• Provided data:
>> begin
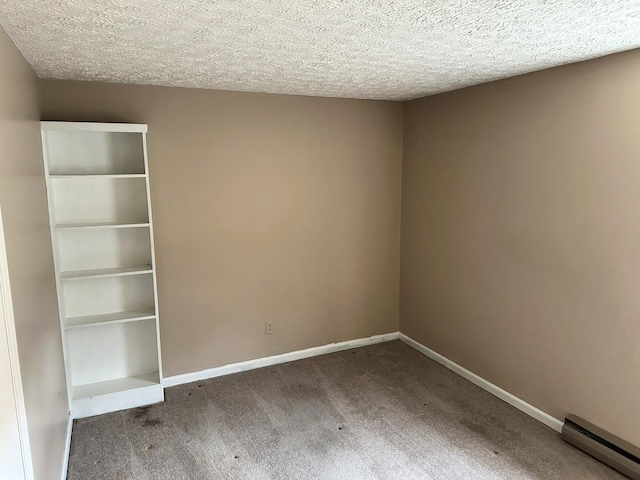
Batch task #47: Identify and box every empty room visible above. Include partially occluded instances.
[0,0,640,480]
>> end
>> begin
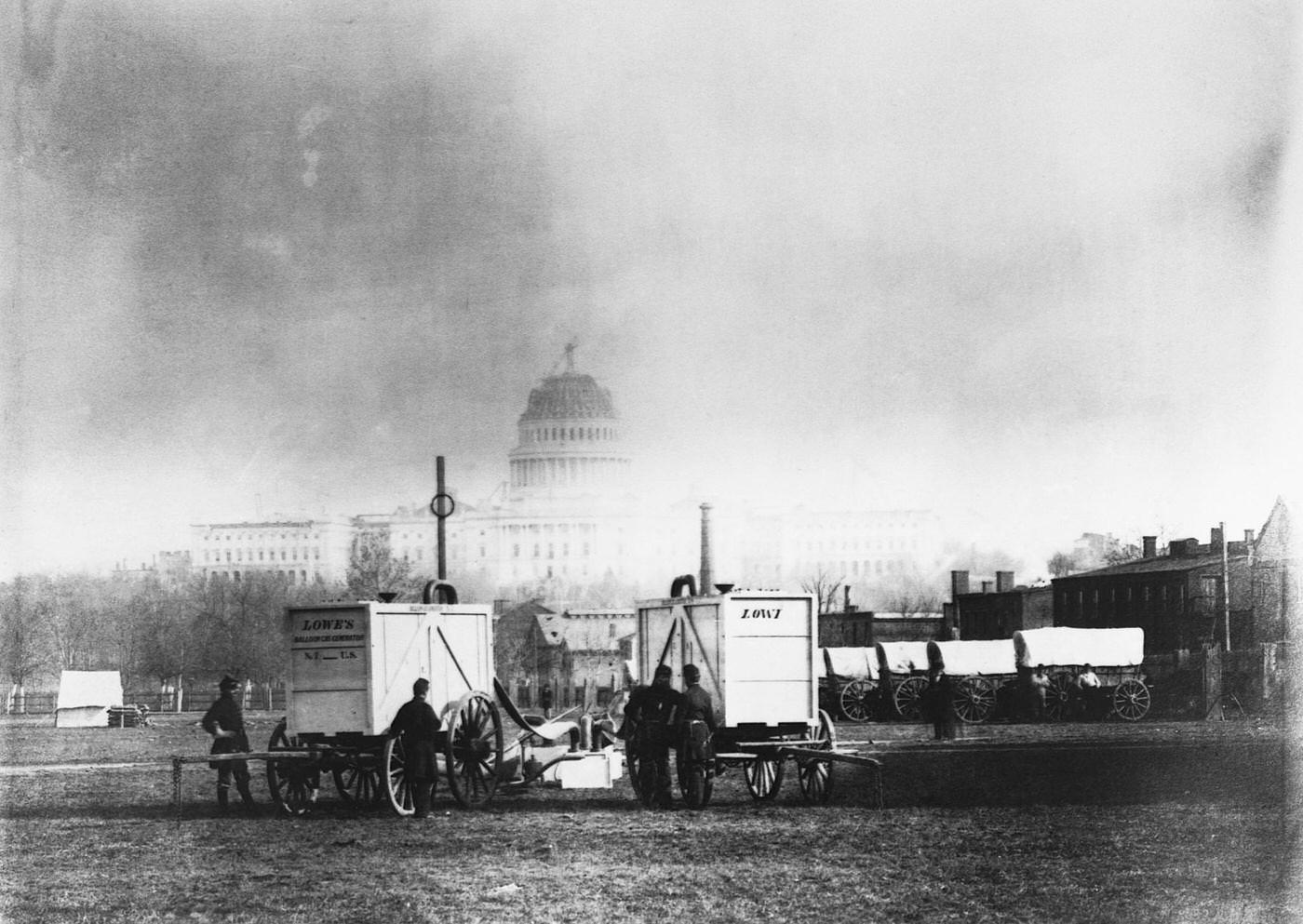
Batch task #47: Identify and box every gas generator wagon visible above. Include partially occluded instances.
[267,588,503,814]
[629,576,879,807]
>> end
>> begin
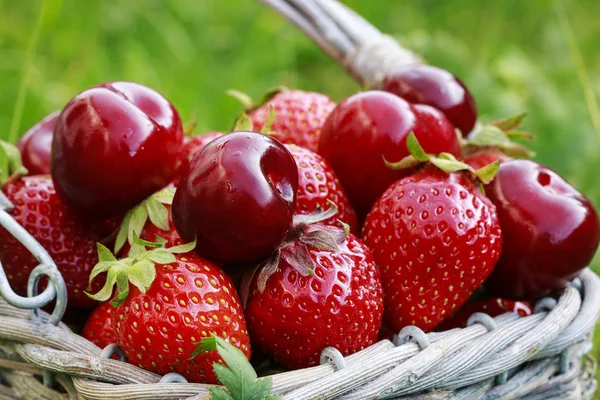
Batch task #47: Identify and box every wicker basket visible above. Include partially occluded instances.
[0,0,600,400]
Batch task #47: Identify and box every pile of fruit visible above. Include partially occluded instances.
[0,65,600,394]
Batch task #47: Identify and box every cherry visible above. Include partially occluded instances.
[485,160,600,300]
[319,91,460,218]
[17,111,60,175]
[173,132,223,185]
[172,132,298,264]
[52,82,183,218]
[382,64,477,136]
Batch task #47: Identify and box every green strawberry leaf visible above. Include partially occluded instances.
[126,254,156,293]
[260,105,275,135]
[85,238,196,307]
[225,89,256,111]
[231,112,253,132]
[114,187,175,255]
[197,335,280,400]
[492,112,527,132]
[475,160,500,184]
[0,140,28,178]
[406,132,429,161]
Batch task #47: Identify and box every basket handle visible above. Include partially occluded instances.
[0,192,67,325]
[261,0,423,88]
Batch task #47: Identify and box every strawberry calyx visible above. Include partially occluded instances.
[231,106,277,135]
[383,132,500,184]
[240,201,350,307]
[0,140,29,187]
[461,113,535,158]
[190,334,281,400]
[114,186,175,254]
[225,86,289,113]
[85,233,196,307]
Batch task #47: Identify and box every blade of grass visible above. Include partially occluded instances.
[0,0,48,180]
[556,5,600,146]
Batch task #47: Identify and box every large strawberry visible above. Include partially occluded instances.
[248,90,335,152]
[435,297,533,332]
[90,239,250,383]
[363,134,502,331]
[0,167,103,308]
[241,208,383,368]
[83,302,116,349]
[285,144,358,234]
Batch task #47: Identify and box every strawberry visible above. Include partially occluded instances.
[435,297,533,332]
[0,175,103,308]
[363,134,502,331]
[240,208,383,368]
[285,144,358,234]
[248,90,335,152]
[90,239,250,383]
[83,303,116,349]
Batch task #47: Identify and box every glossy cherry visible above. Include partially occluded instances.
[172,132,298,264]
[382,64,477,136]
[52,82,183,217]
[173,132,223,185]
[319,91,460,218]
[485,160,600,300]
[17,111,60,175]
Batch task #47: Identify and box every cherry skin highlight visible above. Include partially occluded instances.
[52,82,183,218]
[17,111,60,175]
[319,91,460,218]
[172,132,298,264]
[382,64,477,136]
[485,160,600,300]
>> end
Rewrite the listing starting at the line that contains "Batch task #47: Identify and box every empty" and ending at the line that contains "[0,0,640,480]", with every box coordinate multiplied by 1.15 and rounded to the nearest whole number, halves rounded up. Copy the request lines unchanged and give only these lines.

Batch task #47: Identify and box every empty room visible above. Include partially occluded instances.
[0,0,736,552]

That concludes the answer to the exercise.